(WORK TO BE COMPLETED): Your response should consist of the entries below, written out exactly.

++++ INFORMATION PROVIDED ++++

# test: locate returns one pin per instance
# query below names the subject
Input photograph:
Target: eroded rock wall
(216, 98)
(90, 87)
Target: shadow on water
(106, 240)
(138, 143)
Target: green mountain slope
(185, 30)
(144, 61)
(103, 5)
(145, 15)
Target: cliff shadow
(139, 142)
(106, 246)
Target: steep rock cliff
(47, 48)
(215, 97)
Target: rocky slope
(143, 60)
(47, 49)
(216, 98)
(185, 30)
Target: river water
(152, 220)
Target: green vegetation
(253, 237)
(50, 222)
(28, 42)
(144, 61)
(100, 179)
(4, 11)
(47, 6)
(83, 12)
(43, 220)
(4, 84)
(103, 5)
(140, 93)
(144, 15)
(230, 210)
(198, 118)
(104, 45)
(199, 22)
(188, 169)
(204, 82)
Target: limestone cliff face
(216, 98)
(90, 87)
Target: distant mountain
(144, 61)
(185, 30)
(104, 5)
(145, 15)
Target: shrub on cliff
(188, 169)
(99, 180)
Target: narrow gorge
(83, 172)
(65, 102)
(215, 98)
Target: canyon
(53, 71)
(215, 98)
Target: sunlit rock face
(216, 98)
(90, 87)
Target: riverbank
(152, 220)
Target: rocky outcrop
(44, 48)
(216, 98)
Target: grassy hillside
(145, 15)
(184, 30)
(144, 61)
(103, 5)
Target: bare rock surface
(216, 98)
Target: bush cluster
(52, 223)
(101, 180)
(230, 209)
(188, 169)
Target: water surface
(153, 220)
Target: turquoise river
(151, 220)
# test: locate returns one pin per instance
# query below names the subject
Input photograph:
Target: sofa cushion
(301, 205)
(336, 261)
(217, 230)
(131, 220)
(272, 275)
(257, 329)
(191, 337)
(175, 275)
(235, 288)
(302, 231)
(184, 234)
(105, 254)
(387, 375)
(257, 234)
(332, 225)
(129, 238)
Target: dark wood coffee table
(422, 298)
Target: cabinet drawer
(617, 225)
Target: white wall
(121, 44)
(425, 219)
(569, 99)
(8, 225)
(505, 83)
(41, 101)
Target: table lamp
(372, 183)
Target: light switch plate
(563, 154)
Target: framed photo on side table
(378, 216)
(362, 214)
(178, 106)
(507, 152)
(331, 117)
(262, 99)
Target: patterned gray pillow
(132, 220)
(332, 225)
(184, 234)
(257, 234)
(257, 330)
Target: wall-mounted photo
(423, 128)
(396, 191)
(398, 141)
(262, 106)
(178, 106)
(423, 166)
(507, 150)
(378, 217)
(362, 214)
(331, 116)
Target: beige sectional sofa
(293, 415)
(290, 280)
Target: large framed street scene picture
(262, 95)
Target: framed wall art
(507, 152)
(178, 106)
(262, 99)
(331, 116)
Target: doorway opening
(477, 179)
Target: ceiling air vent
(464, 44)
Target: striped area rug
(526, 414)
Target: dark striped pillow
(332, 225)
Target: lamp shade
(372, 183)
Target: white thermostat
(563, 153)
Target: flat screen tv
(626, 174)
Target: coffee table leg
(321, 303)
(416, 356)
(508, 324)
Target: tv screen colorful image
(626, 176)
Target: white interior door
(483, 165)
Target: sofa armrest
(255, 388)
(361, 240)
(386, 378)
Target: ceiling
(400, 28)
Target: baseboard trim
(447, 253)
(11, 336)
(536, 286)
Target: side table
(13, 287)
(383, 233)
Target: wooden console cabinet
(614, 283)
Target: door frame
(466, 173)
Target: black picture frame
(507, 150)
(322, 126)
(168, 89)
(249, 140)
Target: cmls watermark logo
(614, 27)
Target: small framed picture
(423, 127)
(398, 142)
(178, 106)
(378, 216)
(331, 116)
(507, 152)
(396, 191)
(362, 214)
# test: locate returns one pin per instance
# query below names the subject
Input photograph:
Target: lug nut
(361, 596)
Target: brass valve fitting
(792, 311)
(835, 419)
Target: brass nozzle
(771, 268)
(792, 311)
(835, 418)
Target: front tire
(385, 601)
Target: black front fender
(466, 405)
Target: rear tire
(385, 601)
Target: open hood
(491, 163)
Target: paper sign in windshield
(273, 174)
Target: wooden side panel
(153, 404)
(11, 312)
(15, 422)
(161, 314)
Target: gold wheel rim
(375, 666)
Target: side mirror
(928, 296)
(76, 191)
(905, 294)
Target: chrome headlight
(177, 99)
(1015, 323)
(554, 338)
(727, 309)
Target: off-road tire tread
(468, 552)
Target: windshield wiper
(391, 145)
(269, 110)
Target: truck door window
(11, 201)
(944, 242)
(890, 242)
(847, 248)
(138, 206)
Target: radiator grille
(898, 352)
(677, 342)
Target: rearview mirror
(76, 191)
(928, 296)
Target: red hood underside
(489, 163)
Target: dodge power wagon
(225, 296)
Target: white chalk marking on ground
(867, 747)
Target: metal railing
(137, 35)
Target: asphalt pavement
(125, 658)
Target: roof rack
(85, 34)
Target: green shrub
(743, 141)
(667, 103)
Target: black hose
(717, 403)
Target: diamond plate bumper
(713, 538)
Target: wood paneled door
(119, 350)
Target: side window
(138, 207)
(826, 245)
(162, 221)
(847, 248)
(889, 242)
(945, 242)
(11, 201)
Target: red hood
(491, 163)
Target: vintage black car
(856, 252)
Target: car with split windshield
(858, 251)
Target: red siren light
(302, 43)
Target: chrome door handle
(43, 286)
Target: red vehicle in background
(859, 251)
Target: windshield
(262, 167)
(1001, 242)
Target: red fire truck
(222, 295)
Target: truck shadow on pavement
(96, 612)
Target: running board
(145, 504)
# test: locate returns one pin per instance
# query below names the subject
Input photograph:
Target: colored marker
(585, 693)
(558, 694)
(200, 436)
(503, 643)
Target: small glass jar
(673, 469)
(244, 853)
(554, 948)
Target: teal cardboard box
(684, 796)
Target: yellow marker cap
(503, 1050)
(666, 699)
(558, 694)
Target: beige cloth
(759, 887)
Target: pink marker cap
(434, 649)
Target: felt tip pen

++++

(OUTPUT):
# test: locate returns one pin per instance
# query below names the subject
Input photograph:
Target: eroded rock wall
(216, 98)
(90, 87)
Target: shadow on water
(106, 240)
(138, 143)
Target: green mountain slope
(185, 30)
(144, 61)
(103, 5)
(145, 15)
Target: cliff shadow
(139, 142)
(106, 246)
Target: steep rock cliff
(47, 48)
(215, 97)
Target: rocky slope
(143, 60)
(47, 49)
(216, 98)
(185, 30)
Target: river water
(152, 220)
Target: green vegetation
(253, 237)
(50, 222)
(28, 42)
(144, 61)
(100, 179)
(4, 11)
(47, 6)
(83, 12)
(43, 220)
(4, 84)
(103, 5)
(140, 93)
(144, 15)
(230, 210)
(198, 118)
(104, 45)
(199, 22)
(188, 169)
(204, 82)
Target: limestone cliff face
(216, 98)
(90, 87)
Target: distant mountain
(144, 61)
(185, 30)
(104, 5)
(145, 15)
Target: shrub on cliff
(188, 169)
(99, 180)
Target: narrow gorge
(83, 172)
(65, 102)
(215, 98)
Target: canyon
(53, 71)
(215, 98)
Target: sunlit rock face
(216, 98)
(90, 87)
Target: riverbank
(152, 220)
Target: rocky outcrop
(44, 48)
(216, 98)
Target: grassy hillside
(145, 15)
(184, 30)
(144, 61)
(103, 5)
Target: bare rock surface
(216, 98)
Target: bush cluster
(52, 223)
(101, 180)
(230, 209)
(188, 169)
Target: water surface
(153, 220)
Target: turquoise river
(151, 220)
# test: locate returns one pin per instance
# query below names the subject
Input photograph:
Target: sofa cushion
(301, 205)
(336, 261)
(217, 230)
(131, 220)
(272, 275)
(257, 329)
(191, 337)
(175, 275)
(235, 288)
(302, 231)
(184, 234)
(105, 254)
(387, 375)
(257, 234)
(332, 225)
(129, 238)
Target: dark wood coffee table
(422, 298)
Target: cabinet drawer
(617, 225)
Target: white wall
(121, 44)
(425, 219)
(569, 99)
(8, 225)
(505, 83)
(41, 101)
Target: table lamp
(372, 183)
Target: light switch plate
(563, 154)
Target: framed photo on side table
(378, 216)
(362, 214)
(178, 106)
(507, 152)
(331, 117)
(262, 99)
Target: patterned gray pillow
(132, 220)
(332, 225)
(184, 234)
(257, 234)
(257, 330)
Target: wall-mounted photo
(423, 128)
(396, 191)
(398, 141)
(262, 106)
(178, 106)
(423, 166)
(507, 150)
(378, 217)
(362, 214)
(331, 116)
Target: beige sectional sofa
(293, 415)
(290, 280)
Target: large framed street scene picture
(262, 95)
Target: framed wall art
(507, 152)
(178, 106)
(262, 99)
(331, 116)
Target: doorway opening
(477, 179)
Target: ceiling air vent
(464, 44)
Target: striped area rug
(526, 414)
Target: dark striped pillow
(332, 225)
Target: lamp shade
(372, 183)
Target: white thermostat
(563, 153)
Target: flat screen tv
(626, 174)
Target: coffee table leg
(321, 303)
(416, 356)
(508, 324)
Target: tv screen colorful image
(626, 176)
Target: white interior door
(483, 165)
Target: sofa armrest
(255, 388)
(361, 240)
(386, 378)
Target: ceiling
(400, 28)
Target: baseboard trim
(447, 253)
(11, 336)
(536, 286)
Target: side table
(13, 287)
(383, 233)
Target: wooden console cabinet
(614, 283)
Target: door frame
(466, 173)
Target: black picture frame
(507, 150)
(322, 126)
(168, 89)
(249, 140)
Target: cmls watermark logo
(614, 27)
Target: small framed picture
(423, 127)
(398, 142)
(178, 106)
(378, 216)
(331, 116)
(507, 152)
(396, 191)
(362, 214)
# test: locate returns one pin per instance
# query below names the subject
Input photograph:
Target: lug nut
(361, 596)
Target: brass valve fitting
(792, 311)
(835, 419)
Target: brass nozzle
(771, 268)
(792, 311)
(835, 418)
Target: front tire
(385, 601)
Target: black front fender
(466, 405)
Target: rear tire
(385, 601)
Target: open hood
(491, 163)
Target: paper sign in windshield
(273, 174)
Target: wooden side panel
(153, 404)
(11, 312)
(15, 422)
(161, 314)
Target: gold wheel rim
(375, 666)
Target: side mirror
(928, 296)
(76, 191)
(905, 294)
Target: chrome headlight
(177, 99)
(1015, 323)
(554, 338)
(727, 309)
Target: off-road tire tread
(468, 552)
Target: windshield wiper
(391, 145)
(269, 110)
Target: truck door window
(11, 201)
(944, 242)
(890, 242)
(847, 248)
(138, 206)
Target: radiator grille
(898, 352)
(677, 342)
Target: rearview mirror
(76, 191)
(928, 296)
Target: red hood underside
(489, 163)
Target: dodge power wagon
(225, 296)
Target: white chalk marking on ground
(867, 747)
Target: metal railing
(137, 35)
Target: asphalt pavement
(125, 658)
Target: roof rack
(85, 34)
Target: green shrub
(743, 141)
(667, 103)
Target: black hose
(717, 403)
Target: diamond plate bumper
(713, 538)
Target: wood paneled door
(119, 350)
Target: side window
(138, 207)
(826, 245)
(162, 221)
(847, 248)
(889, 242)
(945, 242)
(11, 201)
Target: red hood
(491, 163)
Target: vintage black car
(856, 252)
Target: car with split windshield
(858, 251)
Target: red siren light
(302, 43)
Target: chrome door handle
(43, 286)
Target: red vehicle in background
(859, 251)
Target: windshield
(262, 167)
(1001, 242)
Target: red fire truck
(222, 295)
Target: truck shadow on pavement
(96, 612)
Target: running board
(145, 504)
# test: locate returns one pin per instance
# query below names the subject
Input photograph:
Target: colored marker
(585, 693)
(558, 694)
(200, 436)
(503, 643)
Target: small glass jar
(673, 469)
(244, 853)
(554, 948)
Target: teal cardboard box
(684, 796)
Target: yellow marker cap
(503, 1050)
(666, 699)
(558, 694)
Target: beige cloth
(759, 887)
Target: pink marker cap
(434, 649)
Target: felt tip pen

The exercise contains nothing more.